---------- ROWS ----------

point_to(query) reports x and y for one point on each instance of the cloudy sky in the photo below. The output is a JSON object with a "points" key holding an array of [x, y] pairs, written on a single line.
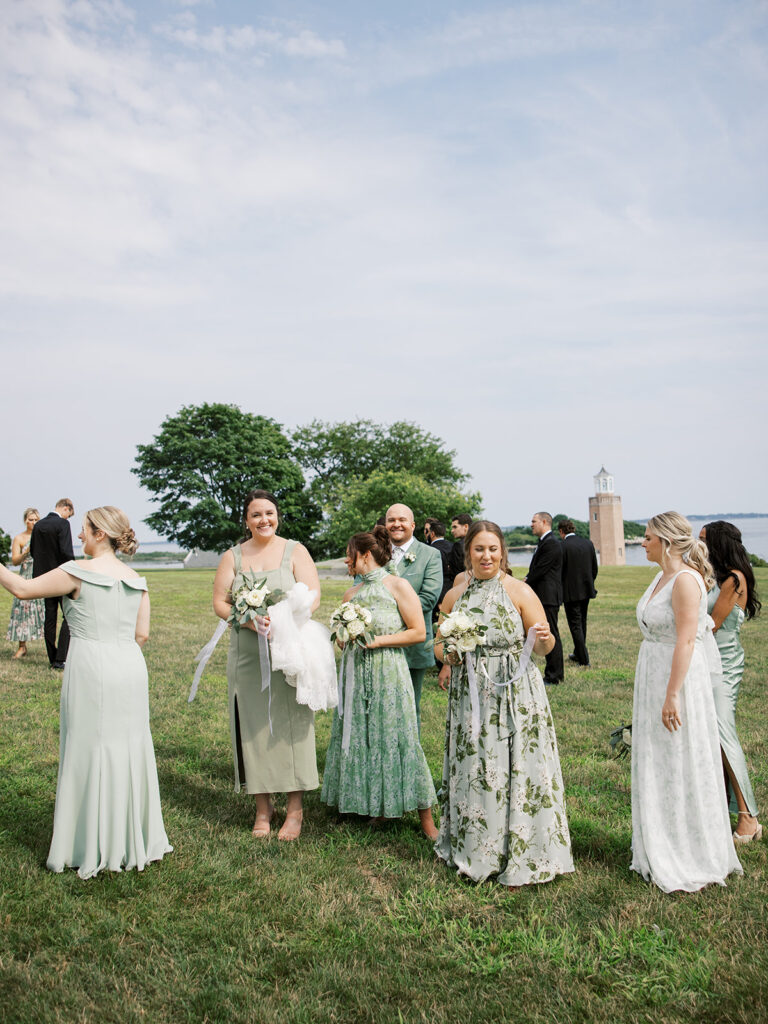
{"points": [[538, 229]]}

----------
---------- ROWS ----------

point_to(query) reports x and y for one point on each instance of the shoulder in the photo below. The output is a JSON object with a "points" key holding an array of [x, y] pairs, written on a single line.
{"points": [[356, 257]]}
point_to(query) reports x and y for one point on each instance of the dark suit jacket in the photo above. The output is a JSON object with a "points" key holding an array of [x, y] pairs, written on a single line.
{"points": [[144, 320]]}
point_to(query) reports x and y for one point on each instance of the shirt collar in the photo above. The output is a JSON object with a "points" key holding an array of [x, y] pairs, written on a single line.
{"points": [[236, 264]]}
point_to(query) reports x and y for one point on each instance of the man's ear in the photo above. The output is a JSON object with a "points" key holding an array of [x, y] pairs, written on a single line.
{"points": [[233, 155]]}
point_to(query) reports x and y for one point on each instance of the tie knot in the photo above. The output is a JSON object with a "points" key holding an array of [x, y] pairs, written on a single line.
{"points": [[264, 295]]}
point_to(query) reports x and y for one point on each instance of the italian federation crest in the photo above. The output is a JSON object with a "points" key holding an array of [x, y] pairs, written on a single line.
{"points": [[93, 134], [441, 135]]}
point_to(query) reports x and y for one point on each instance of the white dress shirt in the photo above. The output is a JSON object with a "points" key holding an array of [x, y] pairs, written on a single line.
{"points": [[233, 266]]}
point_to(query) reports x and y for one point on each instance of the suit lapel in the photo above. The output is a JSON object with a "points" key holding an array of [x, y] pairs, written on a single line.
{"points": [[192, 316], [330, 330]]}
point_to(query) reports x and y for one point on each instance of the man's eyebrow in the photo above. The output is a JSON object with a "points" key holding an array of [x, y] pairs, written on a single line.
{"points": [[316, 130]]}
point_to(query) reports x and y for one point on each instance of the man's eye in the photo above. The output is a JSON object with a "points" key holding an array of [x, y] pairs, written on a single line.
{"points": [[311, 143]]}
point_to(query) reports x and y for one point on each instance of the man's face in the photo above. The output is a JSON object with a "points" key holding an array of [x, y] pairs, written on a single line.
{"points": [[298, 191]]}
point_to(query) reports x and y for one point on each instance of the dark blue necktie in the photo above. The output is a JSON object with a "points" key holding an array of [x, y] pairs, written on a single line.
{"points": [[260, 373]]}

----------

## DO THIS:
Please filter the data above and keep every line that contains the word "shirt", treating uppercase and lowercase as different.

## WRITTEN RESPONSE:
point_to(query) reports x and y for one point on each instance of the shirt collar in the photo above. The output is a JSON object with a "points" key holding an array of [x, y] pairs, written on a single line.
point_to(query) reports x and y for one point on each instance of the white dress shirt in the photo above. The output is a JSON object with a "points" key holding an array of [x, y] pairs, written on a single line.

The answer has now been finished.